> Task prompt
Retype all of the data below line for line, keeping every character, space, and mark unchanged.

> Data for this exercise
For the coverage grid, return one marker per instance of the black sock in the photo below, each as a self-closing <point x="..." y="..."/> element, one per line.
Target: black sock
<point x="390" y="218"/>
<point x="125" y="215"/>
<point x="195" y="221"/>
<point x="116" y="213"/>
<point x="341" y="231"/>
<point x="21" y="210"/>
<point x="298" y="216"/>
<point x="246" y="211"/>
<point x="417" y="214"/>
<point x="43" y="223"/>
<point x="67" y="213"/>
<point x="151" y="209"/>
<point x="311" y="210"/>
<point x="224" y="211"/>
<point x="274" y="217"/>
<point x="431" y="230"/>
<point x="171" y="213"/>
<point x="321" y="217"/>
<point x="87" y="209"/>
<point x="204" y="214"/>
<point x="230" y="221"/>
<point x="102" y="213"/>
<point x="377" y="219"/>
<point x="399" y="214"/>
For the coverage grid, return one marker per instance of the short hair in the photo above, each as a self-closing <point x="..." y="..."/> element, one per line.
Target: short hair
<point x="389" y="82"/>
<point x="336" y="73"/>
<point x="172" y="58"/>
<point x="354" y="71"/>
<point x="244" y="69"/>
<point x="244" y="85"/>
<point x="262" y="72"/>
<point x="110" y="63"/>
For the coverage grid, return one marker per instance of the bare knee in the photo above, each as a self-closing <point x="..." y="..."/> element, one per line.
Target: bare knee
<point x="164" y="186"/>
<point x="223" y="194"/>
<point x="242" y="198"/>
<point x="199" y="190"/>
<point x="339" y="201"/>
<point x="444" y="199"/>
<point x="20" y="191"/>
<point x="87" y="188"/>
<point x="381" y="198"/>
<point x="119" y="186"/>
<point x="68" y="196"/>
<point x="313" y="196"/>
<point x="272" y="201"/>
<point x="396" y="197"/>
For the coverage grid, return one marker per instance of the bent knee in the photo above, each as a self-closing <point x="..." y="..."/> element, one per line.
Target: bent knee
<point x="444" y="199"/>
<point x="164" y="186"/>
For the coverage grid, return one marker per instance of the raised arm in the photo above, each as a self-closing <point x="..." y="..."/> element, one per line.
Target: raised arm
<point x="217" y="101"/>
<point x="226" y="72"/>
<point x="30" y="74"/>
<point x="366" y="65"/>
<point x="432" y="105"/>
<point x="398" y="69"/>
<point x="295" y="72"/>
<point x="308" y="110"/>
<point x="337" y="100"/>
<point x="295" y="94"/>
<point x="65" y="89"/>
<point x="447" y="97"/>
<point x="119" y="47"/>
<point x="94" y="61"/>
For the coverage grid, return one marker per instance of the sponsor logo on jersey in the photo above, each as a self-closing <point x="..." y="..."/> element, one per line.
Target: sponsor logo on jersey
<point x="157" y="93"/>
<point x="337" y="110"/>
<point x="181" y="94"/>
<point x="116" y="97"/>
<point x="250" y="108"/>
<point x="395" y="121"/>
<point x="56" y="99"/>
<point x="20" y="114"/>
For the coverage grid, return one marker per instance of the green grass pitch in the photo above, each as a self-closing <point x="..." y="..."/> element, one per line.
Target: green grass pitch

> Correct output
For the coverage grid, return one marker per instance of the black sock in the photo below, each as a self-closing <point x="..." y="..."/> element, one per line.
Target: black sock
<point x="390" y="218"/>
<point x="125" y="215"/>
<point x="195" y="221"/>
<point x="116" y="213"/>
<point x="341" y="231"/>
<point x="21" y="210"/>
<point x="298" y="216"/>
<point x="246" y="211"/>
<point x="417" y="214"/>
<point x="43" y="223"/>
<point x="67" y="213"/>
<point x="151" y="209"/>
<point x="311" y="210"/>
<point x="224" y="211"/>
<point x="274" y="217"/>
<point x="431" y="230"/>
<point x="171" y="213"/>
<point x="321" y="217"/>
<point x="87" y="209"/>
<point x="204" y="214"/>
<point x="230" y="221"/>
<point x="102" y="213"/>
<point x="377" y="219"/>
<point x="399" y="214"/>
For the coverage grid, return one marker per instance of the short hair in the photo above, each as a self-closing <point x="..." y="..."/> element, one per line.
Target: short hair
<point x="389" y="82"/>
<point x="336" y="73"/>
<point x="172" y="58"/>
<point x="354" y="71"/>
<point x="244" y="69"/>
<point x="244" y="85"/>
<point x="262" y="72"/>
<point x="110" y="63"/>
For the coverage grid, return one marker per instance of the bare knee in the photo above, each as a self-closing <point x="..." y="..."/> element, one per line.
Target: bare knee
<point x="164" y="186"/>
<point x="223" y="194"/>
<point x="242" y="198"/>
<point x="199" y="190"/>
<point x="339" y="201"/>
<point x="444" y="199"/>
<point x="20" y="191"/>
<point x="87" y="188"/>
<point x="381" y="198"/>
<point x="119" y="186"/>
<point x="68" y="196"/>
<point x="313" y="196"/>
<point x="272" y="201"/>
<point x="396" y="197"/>
For the coverage grid, return one marker per instance of the bent knee in the photo above, each as a self-closing <point x="..." y="..."/> element, one per line.
Target: bent knee
<point x="444" y="199"/>
<point x="164" y="186"/>
For the coverage grid, return one marker per instance of the raised arm in the photo above, each as a self-closing <point x="..." y="..."/> element, one per line.
Target: raised arm
<point x="217" y="101"/>
<point x="226" y="72"/>
<point x="30" y="74"/>
<point x="366" y="65"/>
<point x="432" y="105"/>
<point x="398" y="69"/>
<point x="295" y="72"/>
<point x="308" y="110"/>
<point x="337" y="100"/>
<point x="295" y="94"/>
<point x="65" y="89"/>
<point x="447" y="97"/>
<point x="119" y="47"/>
<point x="94" y="61"/>
For the coverage grid, return one marker per instance of the sponsor logo on jersey in the photo above, each as a self-closing <point x="..." y="..."/> element, one per line.
Target: sponsor logo on jersey
<point x="157" y="93"/>
<point x="337" y="110"/>
<point x="181" y="94"/>
<point x="116" y="97"/>
<point x="250" y="108"/>
<point x="395" y="121"/>
<point x="56" y="99"/>
<point x="20" y="114"/>
For the coverage grid, return one marker per instance of the green grass pitch in the photo above, each as a self-closing <point x="..." y="..."/> element, one per line.
Target: green grass pitch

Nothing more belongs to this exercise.